Start of Passage for review
The partnership between health systems and community based organizations helps to address social determinants of health by closing the loop. Community based organizations exist to provide resources to help those in need. The extra help received from these organizations is oftentimes necessary for vulnerable patients to achieve long term wellness. Acknowledging the social and economic factors that are contributing to a patient's health is the first step toward addressing SDOH. The next step is being able to direct them to the resources they need to address these issues. This is where a strong referral network comes in. A strong network of resources allows a doctor to direct patients to the extra help that they may need. It also helps nonprofit organizations refer clients to other organizations that offer other needed services in the community.
How community organizations help break down barriers
Community organizations work toward breaking down barriers that reduce health disparities by providing access to resources such as food, housing, transportation, education, and more. These resources are key to addressing social needs. For example, without stable transportation, an individual is unable to make it to a follow up appointment that may be necessary toward achieving long term wellness.
While we know that there is no immediate solution to solving these barriers, every amount of support these organizations provide is impactful. Big changes can start with seemingly small steps. From a transportation nonprofit providing a ride to a job interview to a clothing shelter supplying the coat a child needs to stay warm in the winter, these resources matter and have the ability to change lives.
How technology helps address SDOH
Sometimes it can be difficult to screen for SDOH. Some patients may be unwilling to answer questions verbally about social or economic issues that they may be facing. This is where technology comes in to help. With the help of artificial intelligence (AI), chatbots can be used to ask questions to patients to screen for SDOH. This AI tool can scale to be used to serve more people than traditional teams alone, reducing manual effort. When individuals are recognized as having SDOH that need to be addressed, it is important that these people are able to be directed to and made aware of the resources available to them. This is where an effective case management and referral platform comes in. Pieces Connect is a cloud-based software that helps health care providers and nonprofit organizations manage their cases and make referrals. It helps reduce manual efforts of case workers and has an 82% closed loop referral rate, which means that information was provided from the organization about the outcome of the referral. Closed loop referrals allow the referral sender to know whether or not the referral was completed. Pieces Connect makes it easy to make referrals and help people get the extra help that they need.
Another great way technology helps address SDOH is through natural language processing (NLP) and AI. Pieces Predict is a cloud-based software that, with the help of NLP and AI, hospitals can use to read clinical notes and extract valuable information about SDOH. This assists clinicians in being able to more easily recognize socially-vulnerable patients and better allocate resources to those who need it most.
Addressing SDOH to reduce health disparities is important to improving lives and the health of communities. Technology helps bridge some of the gaps and increases efficiency when addressing SDOH.
End of Passage for review
Start of Entries provided
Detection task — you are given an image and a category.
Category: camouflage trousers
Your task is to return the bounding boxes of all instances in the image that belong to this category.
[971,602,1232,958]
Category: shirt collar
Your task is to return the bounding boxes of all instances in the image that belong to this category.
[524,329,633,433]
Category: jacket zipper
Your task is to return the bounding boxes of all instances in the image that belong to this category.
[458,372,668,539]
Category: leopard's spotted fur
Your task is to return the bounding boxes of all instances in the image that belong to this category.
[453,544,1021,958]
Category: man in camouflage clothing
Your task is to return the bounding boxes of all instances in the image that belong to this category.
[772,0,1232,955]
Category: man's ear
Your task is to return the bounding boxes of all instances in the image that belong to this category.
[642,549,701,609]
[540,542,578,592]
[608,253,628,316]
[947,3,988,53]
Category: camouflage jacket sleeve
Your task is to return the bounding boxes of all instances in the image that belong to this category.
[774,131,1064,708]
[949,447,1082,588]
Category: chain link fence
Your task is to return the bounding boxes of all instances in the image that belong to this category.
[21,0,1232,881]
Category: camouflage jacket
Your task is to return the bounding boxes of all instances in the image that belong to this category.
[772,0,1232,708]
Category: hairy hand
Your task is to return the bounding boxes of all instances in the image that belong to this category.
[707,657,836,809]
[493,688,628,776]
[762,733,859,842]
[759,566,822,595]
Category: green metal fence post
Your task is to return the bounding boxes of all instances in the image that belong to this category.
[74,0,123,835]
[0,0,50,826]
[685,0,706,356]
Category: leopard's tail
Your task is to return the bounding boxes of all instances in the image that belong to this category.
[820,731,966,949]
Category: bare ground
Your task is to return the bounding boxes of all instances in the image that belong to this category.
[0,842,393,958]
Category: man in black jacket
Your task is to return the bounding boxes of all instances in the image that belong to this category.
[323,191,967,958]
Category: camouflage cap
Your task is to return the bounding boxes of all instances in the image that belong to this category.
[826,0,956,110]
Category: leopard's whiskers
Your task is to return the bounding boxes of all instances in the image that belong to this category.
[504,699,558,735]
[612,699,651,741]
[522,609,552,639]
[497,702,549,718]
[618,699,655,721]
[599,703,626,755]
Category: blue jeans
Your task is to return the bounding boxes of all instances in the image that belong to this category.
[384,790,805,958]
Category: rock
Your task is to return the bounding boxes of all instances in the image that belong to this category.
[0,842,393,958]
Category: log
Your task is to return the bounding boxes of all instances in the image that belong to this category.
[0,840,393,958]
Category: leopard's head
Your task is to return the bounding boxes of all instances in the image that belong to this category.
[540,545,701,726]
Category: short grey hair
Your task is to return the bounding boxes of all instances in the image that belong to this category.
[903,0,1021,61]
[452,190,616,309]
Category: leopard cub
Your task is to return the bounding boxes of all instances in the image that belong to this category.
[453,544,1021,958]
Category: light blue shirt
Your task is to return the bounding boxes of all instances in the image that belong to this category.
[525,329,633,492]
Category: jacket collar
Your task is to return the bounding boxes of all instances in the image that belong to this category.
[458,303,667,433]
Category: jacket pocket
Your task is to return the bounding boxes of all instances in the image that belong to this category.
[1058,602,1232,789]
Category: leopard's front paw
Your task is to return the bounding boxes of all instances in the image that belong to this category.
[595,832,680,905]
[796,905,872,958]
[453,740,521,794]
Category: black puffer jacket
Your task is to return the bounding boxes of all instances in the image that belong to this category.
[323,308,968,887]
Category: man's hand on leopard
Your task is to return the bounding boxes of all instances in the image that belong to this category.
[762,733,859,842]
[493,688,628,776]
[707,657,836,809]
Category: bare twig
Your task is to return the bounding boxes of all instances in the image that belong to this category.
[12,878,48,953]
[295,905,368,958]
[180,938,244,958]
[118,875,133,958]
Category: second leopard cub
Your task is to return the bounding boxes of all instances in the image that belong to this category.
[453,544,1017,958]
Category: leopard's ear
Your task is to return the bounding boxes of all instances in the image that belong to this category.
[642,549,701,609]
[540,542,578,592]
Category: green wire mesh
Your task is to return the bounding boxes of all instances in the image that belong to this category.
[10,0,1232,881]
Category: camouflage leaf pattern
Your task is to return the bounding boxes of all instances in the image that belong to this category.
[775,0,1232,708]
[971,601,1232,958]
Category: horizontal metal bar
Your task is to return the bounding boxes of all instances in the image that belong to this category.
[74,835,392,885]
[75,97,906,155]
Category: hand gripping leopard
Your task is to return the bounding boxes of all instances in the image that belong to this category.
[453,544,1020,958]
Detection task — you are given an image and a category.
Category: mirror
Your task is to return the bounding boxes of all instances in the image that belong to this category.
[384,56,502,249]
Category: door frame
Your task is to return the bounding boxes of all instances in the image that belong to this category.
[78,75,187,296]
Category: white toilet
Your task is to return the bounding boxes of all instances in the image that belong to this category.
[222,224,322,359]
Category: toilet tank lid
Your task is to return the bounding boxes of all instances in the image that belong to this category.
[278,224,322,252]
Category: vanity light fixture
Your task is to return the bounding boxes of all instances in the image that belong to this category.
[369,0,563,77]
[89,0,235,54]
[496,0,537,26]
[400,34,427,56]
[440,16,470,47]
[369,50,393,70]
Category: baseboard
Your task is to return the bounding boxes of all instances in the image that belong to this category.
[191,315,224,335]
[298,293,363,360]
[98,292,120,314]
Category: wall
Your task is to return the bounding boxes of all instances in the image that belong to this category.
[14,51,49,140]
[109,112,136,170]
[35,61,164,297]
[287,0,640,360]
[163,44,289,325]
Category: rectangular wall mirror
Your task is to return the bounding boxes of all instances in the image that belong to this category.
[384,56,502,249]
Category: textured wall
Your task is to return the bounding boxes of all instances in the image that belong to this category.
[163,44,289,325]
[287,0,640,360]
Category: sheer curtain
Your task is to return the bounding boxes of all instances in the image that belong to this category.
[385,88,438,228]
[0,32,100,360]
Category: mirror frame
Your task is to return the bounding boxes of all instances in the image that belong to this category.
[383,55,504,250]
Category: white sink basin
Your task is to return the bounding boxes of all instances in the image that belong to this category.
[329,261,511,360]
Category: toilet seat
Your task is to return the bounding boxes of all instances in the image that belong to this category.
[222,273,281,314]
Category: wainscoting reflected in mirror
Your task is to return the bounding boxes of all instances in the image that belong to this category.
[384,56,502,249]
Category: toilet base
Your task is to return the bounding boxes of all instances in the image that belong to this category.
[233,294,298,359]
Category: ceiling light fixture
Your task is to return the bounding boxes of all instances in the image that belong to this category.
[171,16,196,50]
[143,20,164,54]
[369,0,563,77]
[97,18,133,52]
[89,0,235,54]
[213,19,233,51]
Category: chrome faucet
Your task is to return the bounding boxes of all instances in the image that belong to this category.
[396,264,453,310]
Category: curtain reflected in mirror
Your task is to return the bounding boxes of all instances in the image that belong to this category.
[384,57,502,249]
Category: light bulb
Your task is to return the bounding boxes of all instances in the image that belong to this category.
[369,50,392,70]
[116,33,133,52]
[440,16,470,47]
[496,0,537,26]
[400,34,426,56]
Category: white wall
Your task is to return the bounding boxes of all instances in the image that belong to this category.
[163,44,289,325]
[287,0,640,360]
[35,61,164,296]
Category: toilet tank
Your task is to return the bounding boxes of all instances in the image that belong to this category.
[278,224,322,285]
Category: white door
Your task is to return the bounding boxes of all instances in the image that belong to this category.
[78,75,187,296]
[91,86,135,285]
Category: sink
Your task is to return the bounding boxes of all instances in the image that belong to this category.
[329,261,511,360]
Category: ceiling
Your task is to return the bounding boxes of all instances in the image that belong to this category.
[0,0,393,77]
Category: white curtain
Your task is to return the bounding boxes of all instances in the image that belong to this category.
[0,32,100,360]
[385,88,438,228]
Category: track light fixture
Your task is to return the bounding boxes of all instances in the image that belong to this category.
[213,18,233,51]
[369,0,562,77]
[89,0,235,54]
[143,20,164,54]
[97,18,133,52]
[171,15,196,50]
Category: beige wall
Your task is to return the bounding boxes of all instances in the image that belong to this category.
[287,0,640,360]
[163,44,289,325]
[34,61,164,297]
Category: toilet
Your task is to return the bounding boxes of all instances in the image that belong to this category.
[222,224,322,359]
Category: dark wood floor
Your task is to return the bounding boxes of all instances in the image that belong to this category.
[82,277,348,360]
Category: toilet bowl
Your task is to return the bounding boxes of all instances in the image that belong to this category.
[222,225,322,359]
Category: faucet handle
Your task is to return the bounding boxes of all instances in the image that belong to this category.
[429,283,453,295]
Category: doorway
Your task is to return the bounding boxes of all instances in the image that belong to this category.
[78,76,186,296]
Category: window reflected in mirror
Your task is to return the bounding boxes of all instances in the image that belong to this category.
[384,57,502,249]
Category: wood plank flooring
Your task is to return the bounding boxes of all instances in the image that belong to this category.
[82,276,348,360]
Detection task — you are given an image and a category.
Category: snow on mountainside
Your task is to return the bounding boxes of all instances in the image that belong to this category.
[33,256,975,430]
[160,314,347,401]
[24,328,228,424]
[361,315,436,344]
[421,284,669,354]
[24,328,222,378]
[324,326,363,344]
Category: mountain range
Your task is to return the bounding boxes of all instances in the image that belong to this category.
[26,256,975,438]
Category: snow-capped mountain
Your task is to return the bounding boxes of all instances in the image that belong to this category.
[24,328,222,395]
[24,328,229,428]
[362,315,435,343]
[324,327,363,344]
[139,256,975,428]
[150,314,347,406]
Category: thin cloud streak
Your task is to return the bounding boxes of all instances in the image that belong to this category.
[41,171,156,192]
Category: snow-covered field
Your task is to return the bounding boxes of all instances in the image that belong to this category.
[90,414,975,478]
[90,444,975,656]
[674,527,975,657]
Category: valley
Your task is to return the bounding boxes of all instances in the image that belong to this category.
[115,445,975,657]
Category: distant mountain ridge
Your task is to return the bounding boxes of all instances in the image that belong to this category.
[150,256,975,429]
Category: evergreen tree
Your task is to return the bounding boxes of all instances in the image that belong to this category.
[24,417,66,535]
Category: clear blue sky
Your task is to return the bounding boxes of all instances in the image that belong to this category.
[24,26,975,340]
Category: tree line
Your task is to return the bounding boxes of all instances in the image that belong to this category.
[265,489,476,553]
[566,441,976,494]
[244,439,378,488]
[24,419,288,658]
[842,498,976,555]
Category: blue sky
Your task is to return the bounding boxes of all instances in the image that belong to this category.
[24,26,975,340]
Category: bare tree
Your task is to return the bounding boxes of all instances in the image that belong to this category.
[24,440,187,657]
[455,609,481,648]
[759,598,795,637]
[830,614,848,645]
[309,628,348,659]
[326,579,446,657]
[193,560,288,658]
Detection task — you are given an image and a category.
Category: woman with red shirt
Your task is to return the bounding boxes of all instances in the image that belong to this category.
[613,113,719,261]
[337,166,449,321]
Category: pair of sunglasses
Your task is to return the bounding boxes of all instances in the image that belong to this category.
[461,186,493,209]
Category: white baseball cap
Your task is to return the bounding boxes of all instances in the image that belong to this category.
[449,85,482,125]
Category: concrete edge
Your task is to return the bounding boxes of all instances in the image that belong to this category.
End of Entries provided
* **Required action 1**: In the SDOH article, give the part from "The partnership between" to "in the community." again, replacing "doctor" with "nurse".
* **Required action 2**: List the kinds of resources that, according to the SDOH article, community organizations provide access to.
* **Required action 3**: What closed loop referral rate does the SDOH article give for Pieces Connect?
Work only from the SDOH article.

* **Exercise response 1**:
The partnership between health systems and community based organizations helps to address social determinants of health by closing the loop. Community based organizations exist to provide resources to help those in need. The extra help received from these organizations is oftentimes necessary for vulnerable patients to achieve long term wellness. Acknowledging the social and economic factors that are contributing to a patient's health is the first step toward addressing SDOH. The next step is being able to direct them to the resources they need to address these issues. This is where a strong referral network comes in. A strong network of resources allows a nurse to direct patients to the extra help that they may need. It also helps nonprofit organizations refer clients to other organizations that offer other needed services in the community.

* **Exercise response 2**: food, housing, transportation, education

* **Exercise response 3**: 82%